WHAT THE TASK REQUIRES: Write out exactly the lines below that run from the line containing "concrete steps, one" through the last line of the records.
--- DATASET RECORDS ---
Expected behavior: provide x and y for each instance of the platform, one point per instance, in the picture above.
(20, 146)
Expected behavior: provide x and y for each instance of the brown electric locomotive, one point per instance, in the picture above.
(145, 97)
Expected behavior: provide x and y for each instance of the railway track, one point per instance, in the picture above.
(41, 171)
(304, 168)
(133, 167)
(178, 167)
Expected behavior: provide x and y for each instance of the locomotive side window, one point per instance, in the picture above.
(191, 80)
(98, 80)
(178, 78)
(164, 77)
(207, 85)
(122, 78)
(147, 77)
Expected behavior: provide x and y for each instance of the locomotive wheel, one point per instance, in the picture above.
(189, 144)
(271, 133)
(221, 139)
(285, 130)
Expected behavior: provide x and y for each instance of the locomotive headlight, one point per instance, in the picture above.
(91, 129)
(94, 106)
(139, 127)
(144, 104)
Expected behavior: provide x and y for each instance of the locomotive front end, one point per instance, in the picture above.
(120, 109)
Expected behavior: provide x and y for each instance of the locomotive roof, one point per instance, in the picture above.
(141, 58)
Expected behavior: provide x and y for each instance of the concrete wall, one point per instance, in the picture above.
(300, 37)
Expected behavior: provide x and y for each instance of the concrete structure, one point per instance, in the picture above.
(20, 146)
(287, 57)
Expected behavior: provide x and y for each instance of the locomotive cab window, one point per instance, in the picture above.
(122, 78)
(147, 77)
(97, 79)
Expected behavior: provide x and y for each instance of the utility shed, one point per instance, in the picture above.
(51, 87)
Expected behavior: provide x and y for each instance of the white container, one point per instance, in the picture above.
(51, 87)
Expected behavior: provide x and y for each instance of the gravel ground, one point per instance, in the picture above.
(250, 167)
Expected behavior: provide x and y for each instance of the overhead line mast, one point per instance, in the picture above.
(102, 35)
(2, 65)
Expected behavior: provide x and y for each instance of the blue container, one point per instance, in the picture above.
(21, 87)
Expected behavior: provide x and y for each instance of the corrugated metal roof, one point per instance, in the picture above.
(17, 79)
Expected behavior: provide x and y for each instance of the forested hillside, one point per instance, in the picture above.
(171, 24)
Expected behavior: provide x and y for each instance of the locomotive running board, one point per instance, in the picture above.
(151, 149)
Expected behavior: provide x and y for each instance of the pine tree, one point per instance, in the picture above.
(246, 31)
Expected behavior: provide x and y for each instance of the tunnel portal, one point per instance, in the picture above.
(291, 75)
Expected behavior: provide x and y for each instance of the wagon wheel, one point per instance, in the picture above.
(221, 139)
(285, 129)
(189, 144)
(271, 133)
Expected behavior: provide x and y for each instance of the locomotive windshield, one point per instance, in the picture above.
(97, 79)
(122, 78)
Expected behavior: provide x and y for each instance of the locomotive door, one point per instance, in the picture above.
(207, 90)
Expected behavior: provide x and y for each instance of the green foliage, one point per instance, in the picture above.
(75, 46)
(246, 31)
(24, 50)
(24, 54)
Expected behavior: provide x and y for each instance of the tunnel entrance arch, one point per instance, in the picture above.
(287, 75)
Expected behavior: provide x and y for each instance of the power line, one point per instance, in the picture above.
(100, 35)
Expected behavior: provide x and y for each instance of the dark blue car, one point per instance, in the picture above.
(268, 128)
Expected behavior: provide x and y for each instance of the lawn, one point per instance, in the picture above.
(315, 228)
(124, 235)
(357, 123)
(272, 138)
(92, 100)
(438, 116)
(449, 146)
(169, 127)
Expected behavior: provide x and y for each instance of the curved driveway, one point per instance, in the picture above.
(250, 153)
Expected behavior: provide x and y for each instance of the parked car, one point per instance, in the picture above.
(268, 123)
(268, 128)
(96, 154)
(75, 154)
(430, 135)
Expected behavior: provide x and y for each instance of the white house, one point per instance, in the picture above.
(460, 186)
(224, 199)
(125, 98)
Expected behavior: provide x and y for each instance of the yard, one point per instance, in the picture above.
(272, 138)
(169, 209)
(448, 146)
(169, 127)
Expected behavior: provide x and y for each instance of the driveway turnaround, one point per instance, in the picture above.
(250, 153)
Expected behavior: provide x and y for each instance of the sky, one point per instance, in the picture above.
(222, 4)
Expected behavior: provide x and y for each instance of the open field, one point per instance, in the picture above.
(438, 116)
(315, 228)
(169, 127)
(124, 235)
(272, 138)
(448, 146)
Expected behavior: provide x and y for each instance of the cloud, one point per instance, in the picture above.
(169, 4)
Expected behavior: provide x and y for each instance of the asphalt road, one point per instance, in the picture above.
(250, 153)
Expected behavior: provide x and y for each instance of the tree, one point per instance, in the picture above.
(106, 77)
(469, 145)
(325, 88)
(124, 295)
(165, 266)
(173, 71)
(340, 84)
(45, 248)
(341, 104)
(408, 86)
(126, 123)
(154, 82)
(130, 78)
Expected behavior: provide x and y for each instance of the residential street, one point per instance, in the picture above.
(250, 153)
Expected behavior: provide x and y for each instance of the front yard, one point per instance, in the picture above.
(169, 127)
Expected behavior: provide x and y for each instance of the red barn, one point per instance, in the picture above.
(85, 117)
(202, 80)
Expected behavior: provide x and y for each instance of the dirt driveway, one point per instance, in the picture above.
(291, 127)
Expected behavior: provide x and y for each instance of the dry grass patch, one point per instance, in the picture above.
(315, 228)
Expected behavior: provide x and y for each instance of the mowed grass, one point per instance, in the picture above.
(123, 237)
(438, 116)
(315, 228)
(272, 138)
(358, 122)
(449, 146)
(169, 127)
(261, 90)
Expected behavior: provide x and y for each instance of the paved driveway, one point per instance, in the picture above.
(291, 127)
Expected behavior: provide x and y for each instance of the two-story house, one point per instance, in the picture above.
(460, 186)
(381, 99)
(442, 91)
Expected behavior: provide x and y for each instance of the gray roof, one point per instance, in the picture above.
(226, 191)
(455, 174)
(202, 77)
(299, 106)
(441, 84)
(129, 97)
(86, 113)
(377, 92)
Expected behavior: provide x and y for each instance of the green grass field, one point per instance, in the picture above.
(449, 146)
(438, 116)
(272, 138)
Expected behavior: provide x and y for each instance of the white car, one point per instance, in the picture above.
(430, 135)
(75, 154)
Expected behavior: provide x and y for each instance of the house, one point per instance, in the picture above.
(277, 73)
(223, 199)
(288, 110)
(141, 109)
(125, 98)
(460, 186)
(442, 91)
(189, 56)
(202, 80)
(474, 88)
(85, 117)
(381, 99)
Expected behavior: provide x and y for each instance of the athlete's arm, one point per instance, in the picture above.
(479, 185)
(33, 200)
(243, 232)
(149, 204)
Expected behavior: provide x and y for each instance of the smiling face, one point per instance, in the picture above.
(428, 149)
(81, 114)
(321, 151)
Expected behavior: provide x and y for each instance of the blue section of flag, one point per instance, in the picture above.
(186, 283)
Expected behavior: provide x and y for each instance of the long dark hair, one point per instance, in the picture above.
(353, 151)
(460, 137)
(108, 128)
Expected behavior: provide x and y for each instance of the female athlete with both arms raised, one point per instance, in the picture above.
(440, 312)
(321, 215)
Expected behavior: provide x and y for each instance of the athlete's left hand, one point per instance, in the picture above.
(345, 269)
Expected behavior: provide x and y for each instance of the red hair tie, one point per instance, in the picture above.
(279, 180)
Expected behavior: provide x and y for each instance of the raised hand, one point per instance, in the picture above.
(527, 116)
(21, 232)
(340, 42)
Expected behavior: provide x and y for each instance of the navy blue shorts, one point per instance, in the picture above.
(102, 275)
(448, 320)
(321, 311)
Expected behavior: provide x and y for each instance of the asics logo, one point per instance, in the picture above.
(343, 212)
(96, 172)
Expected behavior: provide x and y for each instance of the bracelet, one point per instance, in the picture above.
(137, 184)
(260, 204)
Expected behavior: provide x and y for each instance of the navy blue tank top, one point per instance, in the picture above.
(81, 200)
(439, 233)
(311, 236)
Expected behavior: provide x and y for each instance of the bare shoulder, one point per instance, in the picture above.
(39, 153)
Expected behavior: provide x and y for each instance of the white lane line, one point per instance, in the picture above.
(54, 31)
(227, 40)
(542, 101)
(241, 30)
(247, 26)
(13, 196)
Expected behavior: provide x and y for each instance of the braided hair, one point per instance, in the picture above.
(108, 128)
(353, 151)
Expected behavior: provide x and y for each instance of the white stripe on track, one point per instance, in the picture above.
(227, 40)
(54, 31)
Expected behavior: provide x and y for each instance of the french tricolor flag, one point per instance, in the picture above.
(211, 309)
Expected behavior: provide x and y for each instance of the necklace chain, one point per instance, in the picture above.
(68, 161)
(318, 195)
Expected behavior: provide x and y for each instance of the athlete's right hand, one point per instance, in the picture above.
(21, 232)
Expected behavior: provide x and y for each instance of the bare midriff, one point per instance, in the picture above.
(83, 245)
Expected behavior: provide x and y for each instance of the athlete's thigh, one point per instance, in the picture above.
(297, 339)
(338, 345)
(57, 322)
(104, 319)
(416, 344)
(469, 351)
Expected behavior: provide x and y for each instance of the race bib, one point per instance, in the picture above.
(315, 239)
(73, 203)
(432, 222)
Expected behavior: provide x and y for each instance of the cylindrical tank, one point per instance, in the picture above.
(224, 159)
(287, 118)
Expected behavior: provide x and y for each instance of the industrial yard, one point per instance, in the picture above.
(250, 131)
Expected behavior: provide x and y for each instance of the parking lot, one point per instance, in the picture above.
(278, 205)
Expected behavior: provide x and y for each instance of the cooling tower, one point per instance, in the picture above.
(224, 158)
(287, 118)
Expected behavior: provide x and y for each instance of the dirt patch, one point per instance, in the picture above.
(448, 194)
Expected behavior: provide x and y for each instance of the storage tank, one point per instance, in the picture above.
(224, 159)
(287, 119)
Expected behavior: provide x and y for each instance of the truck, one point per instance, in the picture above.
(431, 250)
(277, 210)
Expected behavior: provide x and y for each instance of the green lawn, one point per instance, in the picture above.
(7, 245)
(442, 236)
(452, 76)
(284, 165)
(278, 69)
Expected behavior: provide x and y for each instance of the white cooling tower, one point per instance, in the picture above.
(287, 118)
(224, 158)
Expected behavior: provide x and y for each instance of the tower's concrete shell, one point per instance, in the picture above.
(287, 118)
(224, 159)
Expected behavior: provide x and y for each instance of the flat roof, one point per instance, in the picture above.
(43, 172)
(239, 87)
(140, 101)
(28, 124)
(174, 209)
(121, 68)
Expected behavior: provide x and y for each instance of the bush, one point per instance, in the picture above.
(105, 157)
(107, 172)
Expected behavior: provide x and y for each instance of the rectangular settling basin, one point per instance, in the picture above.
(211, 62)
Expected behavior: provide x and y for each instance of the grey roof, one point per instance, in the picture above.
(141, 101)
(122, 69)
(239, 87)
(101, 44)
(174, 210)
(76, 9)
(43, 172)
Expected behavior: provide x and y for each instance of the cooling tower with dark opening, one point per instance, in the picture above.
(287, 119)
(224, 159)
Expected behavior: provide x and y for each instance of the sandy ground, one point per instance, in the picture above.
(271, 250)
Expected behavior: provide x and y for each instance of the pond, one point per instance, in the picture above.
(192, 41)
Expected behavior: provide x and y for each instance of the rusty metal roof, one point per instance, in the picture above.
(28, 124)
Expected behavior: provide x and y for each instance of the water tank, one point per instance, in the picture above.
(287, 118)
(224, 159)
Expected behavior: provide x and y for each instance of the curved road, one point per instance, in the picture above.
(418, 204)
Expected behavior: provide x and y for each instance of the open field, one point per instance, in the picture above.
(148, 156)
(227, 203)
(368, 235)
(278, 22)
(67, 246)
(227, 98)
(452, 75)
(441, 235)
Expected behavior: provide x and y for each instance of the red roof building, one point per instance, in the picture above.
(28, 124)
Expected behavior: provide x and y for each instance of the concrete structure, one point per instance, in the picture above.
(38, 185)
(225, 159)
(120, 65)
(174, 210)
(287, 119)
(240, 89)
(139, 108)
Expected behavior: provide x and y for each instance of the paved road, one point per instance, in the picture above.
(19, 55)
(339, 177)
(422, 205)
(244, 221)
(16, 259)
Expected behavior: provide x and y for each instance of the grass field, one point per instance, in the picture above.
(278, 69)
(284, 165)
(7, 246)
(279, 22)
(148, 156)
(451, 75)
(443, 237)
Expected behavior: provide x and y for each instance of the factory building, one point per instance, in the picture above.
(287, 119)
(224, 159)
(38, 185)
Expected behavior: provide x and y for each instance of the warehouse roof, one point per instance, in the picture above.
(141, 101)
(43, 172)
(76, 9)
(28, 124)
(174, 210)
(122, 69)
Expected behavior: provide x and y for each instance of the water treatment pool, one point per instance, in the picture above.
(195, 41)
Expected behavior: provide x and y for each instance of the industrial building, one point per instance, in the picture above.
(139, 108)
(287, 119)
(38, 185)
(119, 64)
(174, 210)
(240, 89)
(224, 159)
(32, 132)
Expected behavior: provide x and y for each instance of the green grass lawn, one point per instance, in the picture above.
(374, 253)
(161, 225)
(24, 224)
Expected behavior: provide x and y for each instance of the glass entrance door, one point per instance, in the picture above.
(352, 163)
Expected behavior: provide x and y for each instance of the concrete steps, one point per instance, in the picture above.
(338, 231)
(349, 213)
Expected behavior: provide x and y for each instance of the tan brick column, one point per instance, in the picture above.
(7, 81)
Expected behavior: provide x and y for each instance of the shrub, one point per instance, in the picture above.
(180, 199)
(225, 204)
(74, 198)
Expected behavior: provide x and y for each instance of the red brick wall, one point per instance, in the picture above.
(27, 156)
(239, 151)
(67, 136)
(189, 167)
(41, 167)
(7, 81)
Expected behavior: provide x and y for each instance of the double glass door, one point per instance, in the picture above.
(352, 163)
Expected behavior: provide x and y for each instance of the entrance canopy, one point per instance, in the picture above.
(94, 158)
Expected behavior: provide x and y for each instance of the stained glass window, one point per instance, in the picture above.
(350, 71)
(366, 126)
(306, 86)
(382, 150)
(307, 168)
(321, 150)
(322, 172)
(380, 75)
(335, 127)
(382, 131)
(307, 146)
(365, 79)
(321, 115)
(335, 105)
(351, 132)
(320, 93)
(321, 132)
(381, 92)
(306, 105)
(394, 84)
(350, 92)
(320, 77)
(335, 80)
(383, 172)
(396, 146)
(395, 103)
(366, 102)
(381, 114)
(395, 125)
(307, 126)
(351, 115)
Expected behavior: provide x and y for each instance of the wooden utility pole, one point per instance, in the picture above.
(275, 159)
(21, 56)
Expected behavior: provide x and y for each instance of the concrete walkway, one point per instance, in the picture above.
---
REPLY:
Expected behavior: provide x and y for each instance of the concrete steps, one point per instance, in the picture above.
(338, 231)
(349, 213)
Expected behavior: provide x and y for each instance of the tan brick column, one point per instance, in the picture above.
(7, 81)
Expected behavior: provide x and y for each instance of the shrub, one point per instance, in the picture above.
(180, 199)
(225, 204)
(74, 198)
Expected behavior: provide x and y for each instance of the red brick wall, one point per instance, in the picture above.
(27, 156)
(239, 151)
(67, 136)
(189, 167)
(41, 167)
(7, 81)
Expected behavior: provide x and y for each instance of the double glass door, one point per instance, in the picture above.
(352, 163)
Expected behavior: provide x and y for each instance of the entrance canopy, one point per instance, in the picture above.
(94, 158)
Expected behavior: provide x and y for each instance of the stained glass window, one point per instance, in the picture above.
(350, 71)
(366, 126)
(306, 86)
(382, 150)
(307, 168)
(321, 150)
(322, 172)
(380, 75)
(335, 127)
(382, 131)
(307, 146)
(365, 79)
(321, 115)
(335, 105)
(351, 132)
(320, 93)
(321, 132)
(381, 92)
(306, 105)
(394, 84)
(350, 92)
(320, 77)
(335, 80)
(383, 172)
(396, 146)
(395, 103)
(366, 102)
(381, 114)
(395, 125)
(307, 126)
(351, 115)
Expected behavior: provide x and y for each instance of the wooden utility pole, one point per instance, in the picture above.
(275, 159)
(21, 56)
Expected behavior: provide x and y for each instance of the concrete walkway, one point per instance, in the picture above.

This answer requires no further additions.